*Listed records*
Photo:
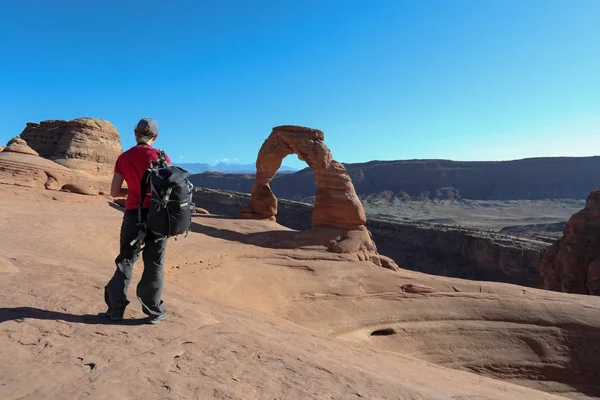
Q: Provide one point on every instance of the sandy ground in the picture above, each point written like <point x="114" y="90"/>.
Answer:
<point x="492" y="214"/>
<point x="252" y="316"/>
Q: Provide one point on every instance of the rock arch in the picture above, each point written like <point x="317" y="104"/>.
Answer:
<point x="337" y="207"/>
<point x="336" y="204"/>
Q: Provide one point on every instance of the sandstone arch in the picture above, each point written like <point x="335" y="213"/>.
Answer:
<point x="337" y="208"/>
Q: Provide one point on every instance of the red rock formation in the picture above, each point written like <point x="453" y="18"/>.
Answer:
<point x="88" y="146"/>
<point x="337" y="210"/>
<point x="572" y="264"/>
<point x="20" y="165"/>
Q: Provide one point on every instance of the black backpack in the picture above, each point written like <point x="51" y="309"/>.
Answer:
<point x="171" y="204"/>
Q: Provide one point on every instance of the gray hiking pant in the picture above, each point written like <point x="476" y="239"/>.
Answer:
<point x="149" y="289"/>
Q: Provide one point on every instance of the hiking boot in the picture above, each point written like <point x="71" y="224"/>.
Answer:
<point x="155" y="319"/>
<point x="115" y="315"/>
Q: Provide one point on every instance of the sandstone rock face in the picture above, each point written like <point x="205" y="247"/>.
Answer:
<point x="337" y="212"/>
<point x="336" y="203"/>
<point x="88" y="146"/>
<point x="572" y="264"/>
<point x="20" y="165"/>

*What this task involves*
Reproduce the material above word for word, starting at the line that contains "Q: Provide one point on every instance of the gray" and ending with the final line of the material.

*Expected answer*
Q: Provide one point on every instance of the gray hiking pant in the picture above, each point written like <point x="476" y="239"/>.
Answer:
<point x="149" y="289"/>
Q: Provide one point on every instance of the hiking boot in the picture above, each point written like <point x="71" y="224"/>.
Answer:
<point x="155" y="319"/>
<point x="115" y="315"/>
Q: Provide one point on every instance of the sandstone rock face in the picture above, each point written like <point x="205" y="247"/>.
Answer:
<point x="337" y="212"/>
<point x="336" y="203"/>
<point x="88" y="146"/>
<point x="572" y="264"/>
<point x="20" y="165"/>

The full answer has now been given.